> **DATA LISTING**:

────

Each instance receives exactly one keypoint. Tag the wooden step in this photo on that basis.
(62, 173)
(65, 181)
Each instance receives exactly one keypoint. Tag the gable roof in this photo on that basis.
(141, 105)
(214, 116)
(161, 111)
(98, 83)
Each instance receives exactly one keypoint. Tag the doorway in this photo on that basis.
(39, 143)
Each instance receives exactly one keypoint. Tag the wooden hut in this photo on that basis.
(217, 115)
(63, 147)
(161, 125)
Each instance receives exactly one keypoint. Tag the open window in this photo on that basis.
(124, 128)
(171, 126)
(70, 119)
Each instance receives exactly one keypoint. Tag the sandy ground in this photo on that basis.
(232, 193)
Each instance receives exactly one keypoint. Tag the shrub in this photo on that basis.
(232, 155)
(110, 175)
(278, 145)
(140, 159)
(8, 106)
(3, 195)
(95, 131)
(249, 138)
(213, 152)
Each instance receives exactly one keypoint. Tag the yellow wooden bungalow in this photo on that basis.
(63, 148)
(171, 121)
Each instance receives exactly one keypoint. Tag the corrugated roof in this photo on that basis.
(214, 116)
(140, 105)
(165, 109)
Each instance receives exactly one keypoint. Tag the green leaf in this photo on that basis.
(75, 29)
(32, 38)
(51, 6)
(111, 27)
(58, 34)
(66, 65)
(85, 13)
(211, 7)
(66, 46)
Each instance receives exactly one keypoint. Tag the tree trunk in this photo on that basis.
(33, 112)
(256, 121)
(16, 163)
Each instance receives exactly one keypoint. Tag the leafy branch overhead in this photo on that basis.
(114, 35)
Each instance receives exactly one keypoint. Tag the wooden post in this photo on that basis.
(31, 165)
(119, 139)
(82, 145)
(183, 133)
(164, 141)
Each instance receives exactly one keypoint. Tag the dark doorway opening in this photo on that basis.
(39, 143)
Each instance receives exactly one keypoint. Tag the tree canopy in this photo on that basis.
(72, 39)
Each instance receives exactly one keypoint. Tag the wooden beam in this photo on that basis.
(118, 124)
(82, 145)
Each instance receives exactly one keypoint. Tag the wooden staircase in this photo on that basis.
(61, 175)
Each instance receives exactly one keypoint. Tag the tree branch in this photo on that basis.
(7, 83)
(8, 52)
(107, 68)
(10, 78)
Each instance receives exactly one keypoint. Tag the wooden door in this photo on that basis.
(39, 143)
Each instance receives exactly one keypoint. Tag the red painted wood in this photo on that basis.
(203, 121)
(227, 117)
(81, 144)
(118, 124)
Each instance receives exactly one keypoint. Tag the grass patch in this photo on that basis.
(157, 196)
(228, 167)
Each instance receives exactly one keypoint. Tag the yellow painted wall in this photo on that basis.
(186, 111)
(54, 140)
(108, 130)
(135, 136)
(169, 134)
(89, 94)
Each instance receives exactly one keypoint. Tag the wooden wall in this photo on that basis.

────

> **YOUR GOAL**: Copy the whole listing out exactly, so that every line matches what is above.

> **SOLVED EXERCISE**:
Each instance receives exactly one keypoint. Tag the wooden step in this photo on that basis.
(62, 173)
(65, 181)
Each instance receives exactly one keypoint. Tag the gable roof in this photo on that basis.
(141, 105)
(214, 116)
(161, 111)
(98, 83)
Each instance receives exactly one keypoint. Tag the doorway in this photo on that basis.
(39, 143)
Each instance receives exactly one keypoint. Tag the wooden hut in this photo on that basis.
(217, 115)
(63, 147)
(161, 125)
Each instance receives exactly one keypoint. Tag the open window in this photo on that basis.
(124, 128)
(171, 126)
(70, 119)
Each instance receives exactly one keypoint. Tag the sandy ground in this photo on that basis.
(232, 193)
Each instance receives exactly one keypoint. Tag the shrub in this photo on that basis.
(232, 155)
(110, 175)
(278, 145)
(140, 159)
(8, 106)
(3, 195)
(95, 131)
(249, 138)
(213, 152)
Each instance receives exactly one keypoint. Tag the yellow wooden bungalow in this photo on that basis.
(63, 148)
(171, 121)
Each instance receives exactly one keypoint. Tag the corrugated roof in this photo on that basis.
(214, 116)
(140, 105)
(165, 109)
Each instance receives exactly one keypoint. Tag the green leaf in this photo on that basis.
(75, 29)
(32, 38)
(51, 6)
(111, 27)
(58, 34)
(66, 65)
(85, 13)
(211, 7)
(66, 46)
Each instance receives exactly one keypoint. Tag the tree trunk in this photo on that basis.
(33, 112)
(256, 121)
(16, 163)
Each instance receives exactly one keypoint. Tag the leafy branch overhead in this photo on that basis.
(114, 35)
Each instance receives exactly one keypoint. Tag the wooden post in this photo on that basis.
(31, 165)
(119, 139)
(82, 145)
(183, 133)
(164, 141)
Each instance receives exactly one keypoint. Tag the dark doorway opening in this photo on that basis.
(39, 143)
Each instance receives exactly one keypoint. Tag the tree canopy in this photo on that basis.
(72, 39)
Each instance receives exactly one keypoint. Tag the wooden beam in this photo on that basis.
(118, 124)
(82, 145)
Each instance receives exactly one keypoint. Tag the wooden staircase in this photo on that basis.
(61, 175)
Each instance receives exactly one keypoint. Tag the tree branch in this photo on that basis.
(7, 83)
(8, 52)
(107, 68)
(10, 78)
Each instance receives exactly one keypoint. Tag the wooden door in this photo on that basis.
(39, 143)
Each instance receives exactly one keypoint. Tag the red painted wood in this photo on that basis.
(203, 121)
(227, 117)
(81, 144)
(118, 124)
Each instance receives exactly one keypoint. Tag the grass patch in this photo on that basis.
(157, 196)
(228, 167)
Each instance receives exactly one keypoint. Tag the yellow painted wall in this photo on that basis.
(186, 111)
(54, 140)
(108, 130)
(135, 136)
(169, 134)
(89, 94)
Each instance receives exactly one keypoint. Tag the wooden wall in this photo on that basis.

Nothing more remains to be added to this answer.